═════ DOCUMENT PASSAGE ═════
By Yin Yeping Published: Jun 11, 2023 08:09 PM


Local people experience subway construction process in September 2018 in Xuzhou, East China's Jiangsu Province. Photo: VCG

Local people experience subway construction process in September 2018 in Xuzhou, East China's Jiangsu Province. Photo: VCG

The main bearing of China's first domestically produced super-large shield tunnel boring machine (TBM) has passed a professional review by Chinese academicians and experts.

As a major piece of equipment for infrastructure construction, known as "the king of construction machinery" in the world, the completion of the main bearing is a milestone as China strives to enhance technology self-reliance.

Experts who participated in the review said that the main bearing has reached the advanced level of imported products, with some indicators already reaching the world's standards in the world, according to media reports.

The main bearing, dubbed the "breaker," has a diameter of 8.01 meters and weighs 60 tons. It is the largest and heaviest single body part developed in China for TBMs.
═════ DATA RECORDS ═════
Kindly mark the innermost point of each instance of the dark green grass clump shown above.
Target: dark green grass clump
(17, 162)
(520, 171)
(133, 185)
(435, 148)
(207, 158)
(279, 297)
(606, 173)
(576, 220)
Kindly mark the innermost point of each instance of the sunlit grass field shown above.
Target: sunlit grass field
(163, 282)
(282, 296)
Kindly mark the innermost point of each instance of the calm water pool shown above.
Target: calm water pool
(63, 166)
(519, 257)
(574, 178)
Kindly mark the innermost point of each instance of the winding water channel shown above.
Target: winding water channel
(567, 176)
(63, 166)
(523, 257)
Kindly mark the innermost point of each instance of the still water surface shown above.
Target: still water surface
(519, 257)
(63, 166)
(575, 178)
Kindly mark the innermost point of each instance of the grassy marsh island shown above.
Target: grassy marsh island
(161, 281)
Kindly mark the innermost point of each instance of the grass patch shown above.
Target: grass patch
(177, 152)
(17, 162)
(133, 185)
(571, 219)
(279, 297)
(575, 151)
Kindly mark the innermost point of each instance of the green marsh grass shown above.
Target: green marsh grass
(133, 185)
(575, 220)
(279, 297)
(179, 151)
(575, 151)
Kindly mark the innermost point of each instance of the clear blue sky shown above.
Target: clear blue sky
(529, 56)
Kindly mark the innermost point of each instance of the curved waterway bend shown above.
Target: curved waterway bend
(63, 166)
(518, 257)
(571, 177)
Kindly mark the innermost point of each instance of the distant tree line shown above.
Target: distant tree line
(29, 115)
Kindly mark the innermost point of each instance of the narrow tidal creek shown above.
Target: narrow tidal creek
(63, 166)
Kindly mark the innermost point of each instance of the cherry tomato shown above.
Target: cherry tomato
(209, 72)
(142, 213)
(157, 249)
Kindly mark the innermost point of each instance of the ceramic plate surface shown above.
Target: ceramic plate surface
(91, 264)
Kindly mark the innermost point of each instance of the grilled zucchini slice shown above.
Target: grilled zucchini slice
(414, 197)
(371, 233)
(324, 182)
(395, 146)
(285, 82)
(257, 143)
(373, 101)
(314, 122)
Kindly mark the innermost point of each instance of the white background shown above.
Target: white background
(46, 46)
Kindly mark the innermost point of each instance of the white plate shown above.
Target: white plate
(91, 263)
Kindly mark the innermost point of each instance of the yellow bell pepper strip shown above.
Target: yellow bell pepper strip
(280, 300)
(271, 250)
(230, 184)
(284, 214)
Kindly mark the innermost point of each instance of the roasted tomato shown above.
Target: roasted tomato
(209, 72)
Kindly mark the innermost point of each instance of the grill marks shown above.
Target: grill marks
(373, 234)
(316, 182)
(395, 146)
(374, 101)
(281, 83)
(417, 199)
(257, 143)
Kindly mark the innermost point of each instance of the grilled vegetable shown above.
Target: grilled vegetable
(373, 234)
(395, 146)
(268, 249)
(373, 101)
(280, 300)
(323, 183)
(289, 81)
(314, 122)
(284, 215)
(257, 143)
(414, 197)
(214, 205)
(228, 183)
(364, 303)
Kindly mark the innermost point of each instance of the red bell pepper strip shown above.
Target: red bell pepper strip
═════
STATED EXERCISE A: Write out the part of the tunnel boring machine article starting at "The main bearing of" and ending at "China for TBMs.".
STATED EXERCISE B: List every date and time of day that appears in the tunnel boring machine article.
Draw only on the tunnel boring machine article itself.

EXERCISE SOLUTION A:
The main bearing of China's first domestically produced super-large shield tunnel boring machine (TBM) has passed a professional review by Chinese academicians and experts.

As a major piece of equipment for infrastructure construction, known as "the king of construction machinery" in the world, the completion of the main bearing is a milestone as China strives to enhance technology self-reliance.

Experts who participated in the review said that the main bearing has reached the advanced level of imported products, with some indicators already reaching the world's standards in the world, according to media reports.

The main bearing, dubbed the "breaker," has a diameter of 8.01 meters and weighs 60 tons. It is the largest and heaviest single body part developed in China for TBMs.

EXERCISE SOLUTION B:
Jun 11, 2023
08:09 PM
September 2018